> [DOCUMENT SEGMENT]
┄┄┄┄┄┄

The main outcome measure was relative risks (RRs) for incident cancers and population-attributable risk (PAR). Of the total patients who were followed up (for as long as 32 years), 20,414 cancers among women and 7.571 cancers among men were documented. 

Regular use of aspirin was associated with a lower risk of overall cancer (RR 0.97, 95% CI: 0.94–0.99), mainly due to a lower incidence of GI tract cancers (RR 0.85, 95% CI: 0.80–0.91), particularly colorectal cancers (RR 0.91, 95% CI: 0.75–0.88). Use of at least 0.5–1.5 standard aspirin tablets weekly demonstrated benefit on GI tract cancers. The minimum duration of regular aspirin use tied to a decreased risk was 6 years. In adults >50 years old, regular aspirin could prevent 33 colorectal cancers per 100,000 person years (PAR 17.05) in those who had not had a lower endoscopy, and prevent 18 colorectal cancers per 100,000 person years (PAR 8.5%) among those who had. 

The risk of breast cancer, advanced prostate, or lung cancer was not associated with regular aspirin use. Study authors concluded that regular aspirin use may prevent a significant proportion of colorectal cancers and complement the benefits of screening.

┄┄┄┄┄┄

> [DATASET EXCERPT]
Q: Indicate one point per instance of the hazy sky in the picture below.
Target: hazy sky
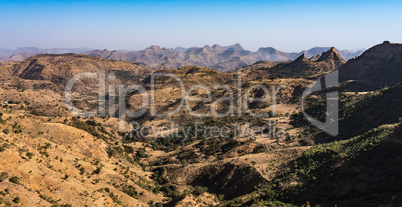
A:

┄┄┄┄┄┄

> [PROMPT] Reproduce the part of the aspirin and cancer study summary starting with "Regular use of" and going on through "those who had.".

> [ANSWER TO THIS EXERCISE]
Regular use of aspirin was associated with a lower risk of overall cancer (RR 0.97, 95% CI: 0.94–0.99), mainly due to a lower incidence of GI tract cancers (RR 0.85, 95% CI: 0.80–0.91), particularly colorectal cancers (RR 0.91, 95% CI: 0.75–0.88). Use of at least 0.5–1.5 standard aspirin tablets weekly demonstrated benefit on GI tract cancers. The minimum duration of regular aspirin use tied to a decreased risk was 6 years. In adults >50 years old, regular aspirin could prevent 33 colorectal cancers per 100,000 person years (PAR 17.05) in those who had not had a lower endoscopy, and prevent 18 colorectal cancers per 100,000 person years (PAR 8.5%) among those who had.